### Auszug
· · · ·

Hatte vor einem Jahr noch die Flüchtlingswelle im Mittelpunkt der Reden gestanden, so zielten nun die Redner – wie immer: Ministerpräsident und Landesbischof – zu großen Teilen auf die neue Ordnung oder auch die „neue Unordnung“, wie Meister sie titulierte, in Niedersachsen, Deutschland und der Welt ab.
Seit dem ersten Neujahrsempfang der Landeskirche am Epiphaniastag vor 40 Jahren bis heute habe sich die Ordnung der Welt grundlegend verändert, resümierte Meister, redete von „neuer Unordnung“ angesichts internationaler Konflikte, des Aufstiegs neuer, lautstarker Helden, islamistischen Terrors und humanitärer Katastrophen. „Welche Ordnung brauchen wir, welchem Leitbild folgen wir, welche Tugenden sind notwendig?“, warf er als Frage auf. Die Feststellung, früher sei alles besser gewesen, sei naiv. „Wer will leben in einer Gesellschaft, in der Homosexualität unter Strafe gestellt wird, Kinder verprügelt werden dürfen, Raubbau an der Natur allgemein akzeptiert und ein Epiphanias-Empfang nur mit männlichen Gästen bestückt ist? – Ich nicht.“ Rechtfertigung meine nach Luther die Überwindung der alles entscheidenden Sünde des Menschen: seines Unglaubens. Grundlegend für alle Fragen nach Tugenden und Lastern, nach Unordnungen und Ordnungen sei das Gottesverständnis des Menschen. In der eigenen Geschichte der Kirchen fänden sich viele solcher „Unordnungen“. Daraus zu lernen und statt des Konflikts ein Miteinander der Religionen zu organisieren, seien Schritte zu einer versöhnten Verschiedenheit, auf die die Kirchen hinarbeiteten. Ordnungserfahrungen könnten die Kirchen nicht als abgeschlossene Lehrstücke anbieten, wohl aber zur Mitarbeit an einer friedlichen und gerechten Gesellschaft. Darin sieht Meister die Aufgabe dieser Kirchen jetzt und in Zukunft.
Stephan Weil zielte in seiner Rede ebenso auf die sich verändernde Gesellschaft ab. Grundlegende Bedürfnisse der Menschen würden derzeit im Vordergrund stehen: Sicherheit, Klarheit und Vertrauen. Eine sich selbst überschlagende Welle von immer neuen Gesetzesvorschlägen schaffe gerade nicht Sicherheit. Kontrolliert und zielstrebig setze Niedersachsen stattdessen auf eine bessere Ausstattung der Polizei. Dass das Vertrauen in die Politik geschwunden sei, sei lange bekannt.

· · · ·

### Datenauszüge
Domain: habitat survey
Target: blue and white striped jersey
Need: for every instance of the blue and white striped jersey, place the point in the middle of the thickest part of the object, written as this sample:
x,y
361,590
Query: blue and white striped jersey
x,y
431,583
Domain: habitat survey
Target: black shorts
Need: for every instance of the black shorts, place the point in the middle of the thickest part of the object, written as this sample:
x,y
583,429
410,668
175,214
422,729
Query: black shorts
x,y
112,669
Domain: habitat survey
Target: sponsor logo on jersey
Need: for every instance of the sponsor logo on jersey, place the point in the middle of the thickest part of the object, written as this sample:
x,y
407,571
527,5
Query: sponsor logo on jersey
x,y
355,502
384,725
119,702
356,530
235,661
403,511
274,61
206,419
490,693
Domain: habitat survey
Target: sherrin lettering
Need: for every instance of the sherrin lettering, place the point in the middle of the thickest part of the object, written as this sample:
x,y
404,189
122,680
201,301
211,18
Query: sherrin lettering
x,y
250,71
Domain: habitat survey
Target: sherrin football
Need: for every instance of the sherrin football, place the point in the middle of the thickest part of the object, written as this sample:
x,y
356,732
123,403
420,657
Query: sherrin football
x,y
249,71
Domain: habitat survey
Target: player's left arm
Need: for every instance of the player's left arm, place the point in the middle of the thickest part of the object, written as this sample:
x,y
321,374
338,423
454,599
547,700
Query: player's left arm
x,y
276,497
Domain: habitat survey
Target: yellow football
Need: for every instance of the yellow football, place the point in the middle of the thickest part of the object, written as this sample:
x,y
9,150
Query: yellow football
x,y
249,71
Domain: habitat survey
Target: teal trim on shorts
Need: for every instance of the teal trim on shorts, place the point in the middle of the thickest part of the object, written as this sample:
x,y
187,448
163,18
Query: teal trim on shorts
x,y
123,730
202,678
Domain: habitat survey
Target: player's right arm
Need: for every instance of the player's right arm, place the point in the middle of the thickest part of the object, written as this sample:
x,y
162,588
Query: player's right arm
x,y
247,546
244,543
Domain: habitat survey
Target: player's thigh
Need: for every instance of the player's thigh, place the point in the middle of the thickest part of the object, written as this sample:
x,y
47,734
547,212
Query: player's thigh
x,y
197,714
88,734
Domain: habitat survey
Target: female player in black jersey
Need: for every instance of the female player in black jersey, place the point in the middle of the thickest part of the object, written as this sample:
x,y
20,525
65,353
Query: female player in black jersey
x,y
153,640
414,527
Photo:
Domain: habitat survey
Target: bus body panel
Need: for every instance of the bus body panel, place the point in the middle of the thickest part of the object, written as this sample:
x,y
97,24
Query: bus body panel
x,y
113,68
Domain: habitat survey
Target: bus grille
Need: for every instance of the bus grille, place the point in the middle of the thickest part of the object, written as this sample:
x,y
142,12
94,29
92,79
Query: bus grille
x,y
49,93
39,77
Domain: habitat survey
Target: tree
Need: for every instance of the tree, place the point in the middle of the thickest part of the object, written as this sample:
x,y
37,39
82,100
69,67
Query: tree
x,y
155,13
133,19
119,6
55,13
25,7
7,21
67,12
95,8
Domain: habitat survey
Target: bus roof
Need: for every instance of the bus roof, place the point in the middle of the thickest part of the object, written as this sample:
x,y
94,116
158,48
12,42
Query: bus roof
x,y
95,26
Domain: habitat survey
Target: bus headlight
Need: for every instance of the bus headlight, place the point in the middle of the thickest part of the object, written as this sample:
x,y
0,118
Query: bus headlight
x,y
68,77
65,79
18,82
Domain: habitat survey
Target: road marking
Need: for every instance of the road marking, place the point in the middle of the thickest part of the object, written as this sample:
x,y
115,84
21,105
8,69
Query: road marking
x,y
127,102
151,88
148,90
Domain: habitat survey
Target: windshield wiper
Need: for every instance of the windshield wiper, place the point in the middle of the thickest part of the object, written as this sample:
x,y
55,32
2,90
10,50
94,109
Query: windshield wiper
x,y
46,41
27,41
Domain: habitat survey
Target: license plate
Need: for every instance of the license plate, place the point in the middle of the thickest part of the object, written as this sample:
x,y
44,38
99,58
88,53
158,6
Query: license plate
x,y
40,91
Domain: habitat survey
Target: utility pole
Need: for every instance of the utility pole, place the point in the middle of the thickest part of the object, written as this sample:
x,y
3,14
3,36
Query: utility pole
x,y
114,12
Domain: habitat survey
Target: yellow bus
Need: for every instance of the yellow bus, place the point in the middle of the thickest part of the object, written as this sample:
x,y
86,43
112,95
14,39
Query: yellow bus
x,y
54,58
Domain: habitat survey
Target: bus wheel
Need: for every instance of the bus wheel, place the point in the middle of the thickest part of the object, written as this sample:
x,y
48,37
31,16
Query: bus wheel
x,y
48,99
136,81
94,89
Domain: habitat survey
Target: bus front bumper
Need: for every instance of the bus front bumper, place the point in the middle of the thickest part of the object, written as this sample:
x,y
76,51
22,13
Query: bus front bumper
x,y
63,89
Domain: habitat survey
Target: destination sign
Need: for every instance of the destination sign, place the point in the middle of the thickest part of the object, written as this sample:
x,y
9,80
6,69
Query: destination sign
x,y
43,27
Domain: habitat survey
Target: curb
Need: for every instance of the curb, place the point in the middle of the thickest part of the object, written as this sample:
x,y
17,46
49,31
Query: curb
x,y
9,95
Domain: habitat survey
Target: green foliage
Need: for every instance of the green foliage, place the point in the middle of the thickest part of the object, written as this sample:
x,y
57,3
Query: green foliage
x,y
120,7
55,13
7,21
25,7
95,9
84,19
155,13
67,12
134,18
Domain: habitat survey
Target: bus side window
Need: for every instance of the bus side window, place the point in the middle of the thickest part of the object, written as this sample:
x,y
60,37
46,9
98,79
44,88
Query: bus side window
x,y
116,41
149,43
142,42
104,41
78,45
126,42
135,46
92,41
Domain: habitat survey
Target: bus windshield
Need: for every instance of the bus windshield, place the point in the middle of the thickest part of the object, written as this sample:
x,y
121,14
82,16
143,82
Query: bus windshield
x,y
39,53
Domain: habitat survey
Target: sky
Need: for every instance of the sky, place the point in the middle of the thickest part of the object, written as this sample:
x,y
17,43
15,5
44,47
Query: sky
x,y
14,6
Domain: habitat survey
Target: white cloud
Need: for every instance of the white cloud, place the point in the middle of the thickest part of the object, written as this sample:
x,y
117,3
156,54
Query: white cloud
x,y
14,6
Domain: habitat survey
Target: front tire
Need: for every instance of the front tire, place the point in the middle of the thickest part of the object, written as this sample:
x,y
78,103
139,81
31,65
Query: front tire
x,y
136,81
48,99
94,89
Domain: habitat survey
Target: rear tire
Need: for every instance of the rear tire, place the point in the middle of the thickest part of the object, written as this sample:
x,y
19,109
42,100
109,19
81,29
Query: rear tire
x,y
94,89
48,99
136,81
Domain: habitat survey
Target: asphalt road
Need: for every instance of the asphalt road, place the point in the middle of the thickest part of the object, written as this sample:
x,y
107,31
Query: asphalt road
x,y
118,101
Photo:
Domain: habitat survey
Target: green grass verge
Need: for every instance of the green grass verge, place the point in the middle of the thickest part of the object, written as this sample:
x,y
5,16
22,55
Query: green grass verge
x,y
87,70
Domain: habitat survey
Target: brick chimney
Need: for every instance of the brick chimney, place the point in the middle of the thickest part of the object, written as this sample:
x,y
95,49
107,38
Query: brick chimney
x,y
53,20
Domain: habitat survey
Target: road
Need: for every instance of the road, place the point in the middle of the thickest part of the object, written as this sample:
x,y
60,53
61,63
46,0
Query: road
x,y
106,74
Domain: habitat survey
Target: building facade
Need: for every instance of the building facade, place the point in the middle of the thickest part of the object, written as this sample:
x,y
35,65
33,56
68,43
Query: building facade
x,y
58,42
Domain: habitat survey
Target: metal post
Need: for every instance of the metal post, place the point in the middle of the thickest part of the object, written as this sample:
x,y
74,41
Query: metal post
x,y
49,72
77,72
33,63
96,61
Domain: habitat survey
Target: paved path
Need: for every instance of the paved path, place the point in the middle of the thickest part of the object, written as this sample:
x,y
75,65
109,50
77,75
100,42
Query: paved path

· · · ·

### Aufgaben
1. Was stand laut dem Auszug über den Neujahrsempfang vor einem Jahr im Mittelpunkt der Reden?
2. Greifen Sie den Auszug über den Neujahrsempfang der Landeskirche nach seinem letzten Satz auf und schreiben Sie ihn weiter.

### Lösungen
1. Die Flüchtlingswelle.

2.
Streitigkeiten, die mit maximalem rhetorischen Aufwand um zweit- und drittrangige Fragen betrieben werden, sollten einer Konzentration auf das Wesentliche weichen. Mitunter habe er den Eindruck, sagte Weil, dass in der politischen Diskussion der Wald vor lauter Bäumen nicht mehr gesehen werde, sagte Stephan Weil. Die Kritik an dem politischen Betrieb solle aber auch in ausgewogener Balance stehen zu der Festigkeit, „mit der wir die Eckpfeiler unserer gesellschaftlichen Ordnung verteidigen“.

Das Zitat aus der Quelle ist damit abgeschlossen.